Records supplied>
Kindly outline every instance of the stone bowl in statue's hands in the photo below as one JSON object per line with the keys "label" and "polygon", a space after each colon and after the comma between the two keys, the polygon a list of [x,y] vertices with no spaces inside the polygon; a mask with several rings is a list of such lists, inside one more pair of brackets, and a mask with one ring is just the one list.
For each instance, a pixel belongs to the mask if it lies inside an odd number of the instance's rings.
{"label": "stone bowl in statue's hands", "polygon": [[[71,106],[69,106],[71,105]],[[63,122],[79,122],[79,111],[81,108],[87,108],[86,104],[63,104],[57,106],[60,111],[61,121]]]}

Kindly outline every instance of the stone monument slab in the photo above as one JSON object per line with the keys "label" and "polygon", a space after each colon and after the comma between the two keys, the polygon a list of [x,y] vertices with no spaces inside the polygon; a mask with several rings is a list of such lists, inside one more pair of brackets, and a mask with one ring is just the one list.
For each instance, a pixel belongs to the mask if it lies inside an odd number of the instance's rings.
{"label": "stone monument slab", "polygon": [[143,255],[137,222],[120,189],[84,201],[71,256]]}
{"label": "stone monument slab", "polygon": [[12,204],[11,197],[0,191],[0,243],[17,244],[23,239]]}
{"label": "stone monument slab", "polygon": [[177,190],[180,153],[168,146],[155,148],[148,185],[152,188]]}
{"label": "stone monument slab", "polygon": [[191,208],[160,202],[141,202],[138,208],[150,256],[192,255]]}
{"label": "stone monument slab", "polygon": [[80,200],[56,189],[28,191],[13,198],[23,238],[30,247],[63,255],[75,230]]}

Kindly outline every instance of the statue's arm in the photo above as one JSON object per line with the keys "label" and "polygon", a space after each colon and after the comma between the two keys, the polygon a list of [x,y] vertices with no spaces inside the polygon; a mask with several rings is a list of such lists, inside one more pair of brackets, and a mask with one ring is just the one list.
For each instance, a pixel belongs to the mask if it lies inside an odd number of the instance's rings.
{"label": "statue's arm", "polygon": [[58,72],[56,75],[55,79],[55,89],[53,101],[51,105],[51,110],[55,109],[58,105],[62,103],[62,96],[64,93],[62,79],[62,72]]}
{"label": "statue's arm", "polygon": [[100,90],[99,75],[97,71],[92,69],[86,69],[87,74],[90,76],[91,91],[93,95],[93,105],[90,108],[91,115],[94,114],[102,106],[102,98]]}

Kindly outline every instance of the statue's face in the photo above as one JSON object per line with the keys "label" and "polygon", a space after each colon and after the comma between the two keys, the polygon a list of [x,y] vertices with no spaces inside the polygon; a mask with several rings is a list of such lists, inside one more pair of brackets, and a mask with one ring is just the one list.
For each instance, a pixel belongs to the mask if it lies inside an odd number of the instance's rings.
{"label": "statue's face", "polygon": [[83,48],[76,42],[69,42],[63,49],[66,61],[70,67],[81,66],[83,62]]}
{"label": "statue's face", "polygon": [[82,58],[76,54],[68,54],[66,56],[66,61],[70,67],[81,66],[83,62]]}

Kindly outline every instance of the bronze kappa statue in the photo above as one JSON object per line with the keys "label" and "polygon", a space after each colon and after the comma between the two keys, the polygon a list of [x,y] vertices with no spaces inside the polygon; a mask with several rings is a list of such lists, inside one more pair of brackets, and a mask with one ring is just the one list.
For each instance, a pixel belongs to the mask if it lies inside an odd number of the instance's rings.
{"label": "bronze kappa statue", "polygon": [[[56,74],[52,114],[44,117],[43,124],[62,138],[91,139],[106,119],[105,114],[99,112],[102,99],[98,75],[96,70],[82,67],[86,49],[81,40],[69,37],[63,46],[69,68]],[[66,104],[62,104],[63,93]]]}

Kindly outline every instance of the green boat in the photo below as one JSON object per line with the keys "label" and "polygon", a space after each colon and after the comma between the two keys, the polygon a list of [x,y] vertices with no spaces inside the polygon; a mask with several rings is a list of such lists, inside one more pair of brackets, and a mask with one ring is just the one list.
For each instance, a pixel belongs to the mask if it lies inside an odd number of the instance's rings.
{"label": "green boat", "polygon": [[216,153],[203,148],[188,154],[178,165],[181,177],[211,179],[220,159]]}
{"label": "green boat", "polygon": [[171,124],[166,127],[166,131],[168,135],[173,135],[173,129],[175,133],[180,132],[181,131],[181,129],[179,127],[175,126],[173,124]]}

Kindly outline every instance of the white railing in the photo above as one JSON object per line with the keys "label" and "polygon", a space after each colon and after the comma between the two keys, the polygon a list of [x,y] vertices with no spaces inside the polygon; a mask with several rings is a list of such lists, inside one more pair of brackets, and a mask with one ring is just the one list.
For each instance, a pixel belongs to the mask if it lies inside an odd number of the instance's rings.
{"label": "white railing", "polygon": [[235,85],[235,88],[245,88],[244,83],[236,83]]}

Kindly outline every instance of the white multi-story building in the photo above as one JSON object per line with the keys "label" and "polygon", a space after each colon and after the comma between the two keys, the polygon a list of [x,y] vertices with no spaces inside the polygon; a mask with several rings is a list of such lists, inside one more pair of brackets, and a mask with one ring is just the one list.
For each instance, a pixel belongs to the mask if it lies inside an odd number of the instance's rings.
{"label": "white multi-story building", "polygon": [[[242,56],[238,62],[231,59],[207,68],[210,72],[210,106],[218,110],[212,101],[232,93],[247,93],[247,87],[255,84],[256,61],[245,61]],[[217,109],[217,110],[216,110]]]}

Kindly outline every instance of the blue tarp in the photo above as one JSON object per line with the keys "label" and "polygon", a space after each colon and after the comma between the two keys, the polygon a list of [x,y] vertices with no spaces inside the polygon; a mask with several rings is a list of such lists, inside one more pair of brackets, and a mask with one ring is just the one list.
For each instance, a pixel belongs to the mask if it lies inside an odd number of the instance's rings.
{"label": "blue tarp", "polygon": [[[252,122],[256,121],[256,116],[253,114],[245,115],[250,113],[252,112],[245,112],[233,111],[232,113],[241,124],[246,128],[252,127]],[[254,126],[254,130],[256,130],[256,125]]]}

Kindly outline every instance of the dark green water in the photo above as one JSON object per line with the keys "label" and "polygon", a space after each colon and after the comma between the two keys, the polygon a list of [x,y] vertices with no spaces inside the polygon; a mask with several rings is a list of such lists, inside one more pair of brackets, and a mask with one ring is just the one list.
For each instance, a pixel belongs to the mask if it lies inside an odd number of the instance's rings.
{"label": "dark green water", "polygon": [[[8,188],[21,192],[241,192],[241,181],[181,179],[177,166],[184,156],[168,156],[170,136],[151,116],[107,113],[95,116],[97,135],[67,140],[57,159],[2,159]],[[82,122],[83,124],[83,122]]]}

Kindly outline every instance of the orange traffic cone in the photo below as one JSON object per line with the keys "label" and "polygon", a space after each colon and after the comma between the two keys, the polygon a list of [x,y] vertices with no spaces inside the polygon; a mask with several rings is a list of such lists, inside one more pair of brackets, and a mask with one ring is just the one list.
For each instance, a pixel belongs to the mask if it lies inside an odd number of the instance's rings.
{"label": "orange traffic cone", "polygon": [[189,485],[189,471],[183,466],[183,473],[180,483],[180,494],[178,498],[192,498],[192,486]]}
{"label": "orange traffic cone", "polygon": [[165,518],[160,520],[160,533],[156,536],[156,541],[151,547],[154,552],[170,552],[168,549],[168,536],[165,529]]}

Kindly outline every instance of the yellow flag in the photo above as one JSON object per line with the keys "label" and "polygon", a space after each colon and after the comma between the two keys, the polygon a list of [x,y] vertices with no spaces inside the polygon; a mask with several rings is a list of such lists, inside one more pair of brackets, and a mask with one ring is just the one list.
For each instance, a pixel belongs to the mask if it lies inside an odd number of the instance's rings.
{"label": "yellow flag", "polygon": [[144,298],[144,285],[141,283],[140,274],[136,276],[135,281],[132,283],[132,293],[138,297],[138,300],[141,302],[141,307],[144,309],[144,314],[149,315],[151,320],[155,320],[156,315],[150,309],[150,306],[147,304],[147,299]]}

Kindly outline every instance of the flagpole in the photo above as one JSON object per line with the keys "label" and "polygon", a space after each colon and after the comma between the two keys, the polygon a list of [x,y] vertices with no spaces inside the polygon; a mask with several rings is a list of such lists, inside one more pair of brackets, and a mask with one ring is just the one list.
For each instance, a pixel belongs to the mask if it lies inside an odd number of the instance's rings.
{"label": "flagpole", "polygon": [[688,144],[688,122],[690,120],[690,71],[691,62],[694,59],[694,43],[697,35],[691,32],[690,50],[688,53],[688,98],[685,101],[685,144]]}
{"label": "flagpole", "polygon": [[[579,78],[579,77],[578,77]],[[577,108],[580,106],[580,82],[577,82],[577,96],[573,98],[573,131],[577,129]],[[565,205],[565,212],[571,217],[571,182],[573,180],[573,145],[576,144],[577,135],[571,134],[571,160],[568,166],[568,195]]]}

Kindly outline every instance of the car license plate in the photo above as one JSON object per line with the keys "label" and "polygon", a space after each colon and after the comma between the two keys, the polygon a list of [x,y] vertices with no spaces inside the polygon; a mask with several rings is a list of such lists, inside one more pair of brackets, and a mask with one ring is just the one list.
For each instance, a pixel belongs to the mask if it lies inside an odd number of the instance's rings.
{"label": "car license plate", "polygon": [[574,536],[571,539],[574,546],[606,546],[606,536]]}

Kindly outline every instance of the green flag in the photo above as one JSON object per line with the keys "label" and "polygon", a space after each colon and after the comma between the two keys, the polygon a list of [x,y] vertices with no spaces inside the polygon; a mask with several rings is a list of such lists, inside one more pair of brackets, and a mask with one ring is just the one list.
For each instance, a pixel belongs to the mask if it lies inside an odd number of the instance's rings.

Goal of the exercise>
State how many lines of the rows above contain the string "traffic", and give only that number. Case counts.

Result>
3